- _Directive_: Starting at the line that contains "Target: maroon shorts" and ending at the line that contains "48 76 L 79 64", recast the records as a Markdown table with the columns Row and Line. Give one numbered row per line, and omit blank lines and pictures.

>> Start Listed entries

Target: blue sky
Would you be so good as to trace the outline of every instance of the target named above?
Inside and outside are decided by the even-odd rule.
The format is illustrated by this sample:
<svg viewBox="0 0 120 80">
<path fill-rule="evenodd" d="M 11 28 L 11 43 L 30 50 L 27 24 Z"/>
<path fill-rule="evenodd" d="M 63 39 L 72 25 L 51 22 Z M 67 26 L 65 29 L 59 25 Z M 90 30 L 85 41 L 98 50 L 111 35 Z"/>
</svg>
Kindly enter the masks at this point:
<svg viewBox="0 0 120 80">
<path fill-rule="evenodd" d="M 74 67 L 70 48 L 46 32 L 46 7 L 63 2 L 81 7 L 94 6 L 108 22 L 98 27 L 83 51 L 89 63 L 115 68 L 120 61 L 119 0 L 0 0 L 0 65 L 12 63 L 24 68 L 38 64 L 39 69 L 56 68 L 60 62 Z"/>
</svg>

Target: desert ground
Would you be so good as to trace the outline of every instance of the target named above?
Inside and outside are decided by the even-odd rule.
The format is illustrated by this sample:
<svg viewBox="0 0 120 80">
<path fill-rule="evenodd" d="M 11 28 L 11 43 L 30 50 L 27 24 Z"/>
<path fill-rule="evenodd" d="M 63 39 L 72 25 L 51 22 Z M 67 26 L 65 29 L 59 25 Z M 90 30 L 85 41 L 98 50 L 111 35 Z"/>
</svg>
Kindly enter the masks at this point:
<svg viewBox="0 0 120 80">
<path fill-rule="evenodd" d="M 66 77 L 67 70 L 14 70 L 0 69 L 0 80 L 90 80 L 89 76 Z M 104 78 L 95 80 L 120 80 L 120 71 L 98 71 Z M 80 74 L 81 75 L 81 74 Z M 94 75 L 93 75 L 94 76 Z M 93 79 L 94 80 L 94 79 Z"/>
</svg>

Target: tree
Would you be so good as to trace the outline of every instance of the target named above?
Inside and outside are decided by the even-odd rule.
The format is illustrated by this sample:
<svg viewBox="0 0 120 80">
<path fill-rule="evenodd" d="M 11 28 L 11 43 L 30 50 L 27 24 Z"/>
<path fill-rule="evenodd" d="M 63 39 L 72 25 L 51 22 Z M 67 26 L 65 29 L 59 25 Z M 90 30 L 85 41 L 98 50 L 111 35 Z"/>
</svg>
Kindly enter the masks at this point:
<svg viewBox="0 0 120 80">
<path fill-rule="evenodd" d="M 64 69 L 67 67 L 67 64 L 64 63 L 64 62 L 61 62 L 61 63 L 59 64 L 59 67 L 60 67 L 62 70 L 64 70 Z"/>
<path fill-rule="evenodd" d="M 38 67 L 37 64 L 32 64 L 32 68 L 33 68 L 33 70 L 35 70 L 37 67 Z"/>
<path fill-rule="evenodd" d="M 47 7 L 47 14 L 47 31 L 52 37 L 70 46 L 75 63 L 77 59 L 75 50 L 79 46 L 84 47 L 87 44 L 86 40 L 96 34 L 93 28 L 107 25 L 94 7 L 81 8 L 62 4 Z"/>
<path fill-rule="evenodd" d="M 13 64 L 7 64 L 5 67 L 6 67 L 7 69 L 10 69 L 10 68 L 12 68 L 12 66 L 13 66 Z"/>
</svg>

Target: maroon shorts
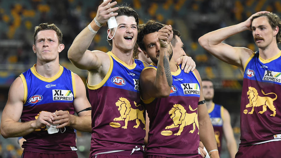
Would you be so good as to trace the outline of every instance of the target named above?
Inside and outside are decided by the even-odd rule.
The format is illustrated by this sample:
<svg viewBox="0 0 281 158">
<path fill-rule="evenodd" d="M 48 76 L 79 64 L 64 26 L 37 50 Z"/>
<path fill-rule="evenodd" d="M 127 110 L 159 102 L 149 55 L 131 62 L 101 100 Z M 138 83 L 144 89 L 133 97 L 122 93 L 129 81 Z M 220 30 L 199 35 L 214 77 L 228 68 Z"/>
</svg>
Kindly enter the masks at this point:
<svg viewBox="0 0 281 158">
<path fill-rule="evenodd" d="M 21 155 L 23 158 L 40 157 L 42 158 L 78 158 L 76 152 L 68 152 L 61 154 L 44 154 L 39 152 L 24 152 Z"/>
<path fill-rule="evenodd" d="M 275 158 L 281 157 L 281 141 L 239 147 L 235 158 Z"/>
<path fill-rule="evenodd" d="M 124 155 L 111 155 L 110 154 L 99 154 L 94 156 L 93 158 L 143 158 L 143 156 L 134 156 L 132 154 L 131 156 L 126 156 Z"/>
<path fill-rule="evenodd" d="M 148 155 L 146 156 L 146 157 L 147 158 L 169 158 L 169 157 L 156 155 Z M 201 155 L 199 155 L 194 158 L 203 158 L 203 157 Z"/>
</svg>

>> End Listed entries

- _Task output_:
| Row | Line |
|---|---|
| 1 | Target: maroon shorts |
| 2 | Would you be so good as to trace the outline of every instance of the target named above? |
| 3 | Inside and outside are decided by the even-odd rule. |
| 4 | The format is illustrated by this sample: |
| 5 | <svg viewBox="0 0 281 158"> |
| 6 | <path fill-rule="evenodd" d="M 48 76 L 79 64 L 64 26 L 37 50 Z"/> |